TASK TO CARRY OUT
Looking at the data, count the lines where the word "green" occurs and answer with only the number.
TASK DATA section start
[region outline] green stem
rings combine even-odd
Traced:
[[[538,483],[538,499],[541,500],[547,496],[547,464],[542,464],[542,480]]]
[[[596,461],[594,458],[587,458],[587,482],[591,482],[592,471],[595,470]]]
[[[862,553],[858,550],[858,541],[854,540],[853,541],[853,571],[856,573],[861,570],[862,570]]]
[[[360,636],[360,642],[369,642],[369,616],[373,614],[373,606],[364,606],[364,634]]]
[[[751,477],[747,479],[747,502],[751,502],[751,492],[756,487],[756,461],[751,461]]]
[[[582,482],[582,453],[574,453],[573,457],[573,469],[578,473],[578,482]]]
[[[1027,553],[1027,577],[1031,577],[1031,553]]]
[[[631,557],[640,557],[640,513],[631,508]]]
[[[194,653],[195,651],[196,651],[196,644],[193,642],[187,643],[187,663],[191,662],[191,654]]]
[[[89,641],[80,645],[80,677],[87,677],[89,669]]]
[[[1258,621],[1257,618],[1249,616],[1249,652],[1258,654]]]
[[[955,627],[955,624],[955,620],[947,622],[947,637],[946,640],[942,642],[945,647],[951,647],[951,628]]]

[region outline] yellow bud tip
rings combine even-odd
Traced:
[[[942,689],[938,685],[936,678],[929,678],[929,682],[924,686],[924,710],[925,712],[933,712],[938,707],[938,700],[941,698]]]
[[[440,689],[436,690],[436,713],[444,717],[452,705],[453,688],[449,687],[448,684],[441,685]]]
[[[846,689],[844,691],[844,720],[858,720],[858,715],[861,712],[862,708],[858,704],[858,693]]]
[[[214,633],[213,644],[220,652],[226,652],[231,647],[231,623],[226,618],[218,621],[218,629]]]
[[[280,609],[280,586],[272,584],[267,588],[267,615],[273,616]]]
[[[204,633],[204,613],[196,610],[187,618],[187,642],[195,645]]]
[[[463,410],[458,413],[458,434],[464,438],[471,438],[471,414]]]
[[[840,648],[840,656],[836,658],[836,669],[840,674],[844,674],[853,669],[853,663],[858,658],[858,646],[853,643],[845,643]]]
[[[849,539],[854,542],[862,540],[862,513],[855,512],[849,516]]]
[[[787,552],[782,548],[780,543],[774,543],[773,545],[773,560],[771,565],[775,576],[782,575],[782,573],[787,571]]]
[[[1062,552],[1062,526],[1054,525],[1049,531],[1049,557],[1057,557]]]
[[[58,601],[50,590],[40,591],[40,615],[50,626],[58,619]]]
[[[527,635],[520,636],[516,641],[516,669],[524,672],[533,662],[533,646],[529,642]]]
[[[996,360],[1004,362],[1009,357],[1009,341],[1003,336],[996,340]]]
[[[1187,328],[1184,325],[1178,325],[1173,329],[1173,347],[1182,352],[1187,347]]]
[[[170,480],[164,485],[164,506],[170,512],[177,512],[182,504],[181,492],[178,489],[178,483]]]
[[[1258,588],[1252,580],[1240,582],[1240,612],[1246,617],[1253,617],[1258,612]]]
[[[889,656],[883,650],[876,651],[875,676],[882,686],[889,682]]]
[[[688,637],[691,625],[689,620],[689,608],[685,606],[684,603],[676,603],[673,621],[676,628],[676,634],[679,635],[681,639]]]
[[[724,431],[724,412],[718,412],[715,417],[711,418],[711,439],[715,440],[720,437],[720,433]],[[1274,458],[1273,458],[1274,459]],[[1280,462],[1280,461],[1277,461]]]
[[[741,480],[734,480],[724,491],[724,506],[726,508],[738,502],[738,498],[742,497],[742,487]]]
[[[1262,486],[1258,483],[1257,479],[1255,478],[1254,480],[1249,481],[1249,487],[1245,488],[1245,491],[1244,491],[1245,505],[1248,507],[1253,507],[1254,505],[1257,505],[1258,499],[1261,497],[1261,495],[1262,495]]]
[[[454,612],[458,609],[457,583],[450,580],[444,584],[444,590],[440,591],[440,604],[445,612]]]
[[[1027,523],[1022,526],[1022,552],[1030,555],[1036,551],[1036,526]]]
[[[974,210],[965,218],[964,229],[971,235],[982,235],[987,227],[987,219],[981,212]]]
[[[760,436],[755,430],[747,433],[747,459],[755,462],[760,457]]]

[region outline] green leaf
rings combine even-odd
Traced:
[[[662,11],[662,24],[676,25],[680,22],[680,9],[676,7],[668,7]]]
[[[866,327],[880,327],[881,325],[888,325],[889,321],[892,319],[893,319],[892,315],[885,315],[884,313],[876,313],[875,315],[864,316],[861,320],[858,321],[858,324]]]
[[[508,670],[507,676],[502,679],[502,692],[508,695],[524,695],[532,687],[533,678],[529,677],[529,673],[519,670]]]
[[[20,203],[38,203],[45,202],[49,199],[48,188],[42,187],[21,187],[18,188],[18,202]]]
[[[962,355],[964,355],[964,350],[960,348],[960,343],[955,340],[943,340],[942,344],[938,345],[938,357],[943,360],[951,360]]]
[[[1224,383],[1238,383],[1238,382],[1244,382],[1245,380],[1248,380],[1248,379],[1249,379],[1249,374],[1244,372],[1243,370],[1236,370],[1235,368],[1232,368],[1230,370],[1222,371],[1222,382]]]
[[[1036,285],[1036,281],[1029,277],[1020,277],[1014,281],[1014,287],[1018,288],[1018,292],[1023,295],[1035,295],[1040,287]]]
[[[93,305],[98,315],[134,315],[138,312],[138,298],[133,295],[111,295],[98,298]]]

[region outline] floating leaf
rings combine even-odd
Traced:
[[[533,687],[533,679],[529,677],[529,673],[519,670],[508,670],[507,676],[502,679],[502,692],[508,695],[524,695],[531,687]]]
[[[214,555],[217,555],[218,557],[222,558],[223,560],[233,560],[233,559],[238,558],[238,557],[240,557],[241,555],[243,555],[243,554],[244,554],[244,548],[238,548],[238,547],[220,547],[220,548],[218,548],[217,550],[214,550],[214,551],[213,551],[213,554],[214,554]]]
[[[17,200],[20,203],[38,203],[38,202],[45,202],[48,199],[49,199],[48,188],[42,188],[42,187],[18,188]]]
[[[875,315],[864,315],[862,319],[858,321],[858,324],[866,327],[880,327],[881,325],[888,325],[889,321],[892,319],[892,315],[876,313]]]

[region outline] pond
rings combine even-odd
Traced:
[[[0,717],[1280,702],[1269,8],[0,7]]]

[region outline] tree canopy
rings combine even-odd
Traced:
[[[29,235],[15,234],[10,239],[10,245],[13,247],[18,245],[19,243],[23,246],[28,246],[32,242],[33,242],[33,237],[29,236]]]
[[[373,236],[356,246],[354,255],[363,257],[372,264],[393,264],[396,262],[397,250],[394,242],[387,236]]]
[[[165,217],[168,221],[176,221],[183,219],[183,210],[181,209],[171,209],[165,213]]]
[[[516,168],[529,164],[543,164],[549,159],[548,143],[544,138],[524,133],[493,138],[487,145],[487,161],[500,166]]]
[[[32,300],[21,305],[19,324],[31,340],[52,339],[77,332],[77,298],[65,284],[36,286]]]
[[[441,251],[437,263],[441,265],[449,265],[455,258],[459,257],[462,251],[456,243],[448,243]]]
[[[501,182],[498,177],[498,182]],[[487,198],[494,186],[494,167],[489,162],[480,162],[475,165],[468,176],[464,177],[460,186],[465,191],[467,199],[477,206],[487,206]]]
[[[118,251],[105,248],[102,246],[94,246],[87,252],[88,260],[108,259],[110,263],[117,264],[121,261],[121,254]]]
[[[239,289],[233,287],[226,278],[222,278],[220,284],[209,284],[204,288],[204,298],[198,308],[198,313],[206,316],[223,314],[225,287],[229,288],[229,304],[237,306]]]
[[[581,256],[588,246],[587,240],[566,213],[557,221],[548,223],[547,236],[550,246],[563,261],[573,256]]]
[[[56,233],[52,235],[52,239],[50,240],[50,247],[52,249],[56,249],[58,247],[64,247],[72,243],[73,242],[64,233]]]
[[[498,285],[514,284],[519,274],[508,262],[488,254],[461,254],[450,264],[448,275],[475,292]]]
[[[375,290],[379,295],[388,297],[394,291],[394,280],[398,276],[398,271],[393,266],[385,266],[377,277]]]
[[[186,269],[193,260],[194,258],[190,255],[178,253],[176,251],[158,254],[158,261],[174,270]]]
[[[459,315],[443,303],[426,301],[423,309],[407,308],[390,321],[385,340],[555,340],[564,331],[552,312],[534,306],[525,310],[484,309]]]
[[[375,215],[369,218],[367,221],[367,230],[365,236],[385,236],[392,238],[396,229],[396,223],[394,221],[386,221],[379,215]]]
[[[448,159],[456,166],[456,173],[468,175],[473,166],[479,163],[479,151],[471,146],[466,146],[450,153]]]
TASK DATA section end
SOLUTION
2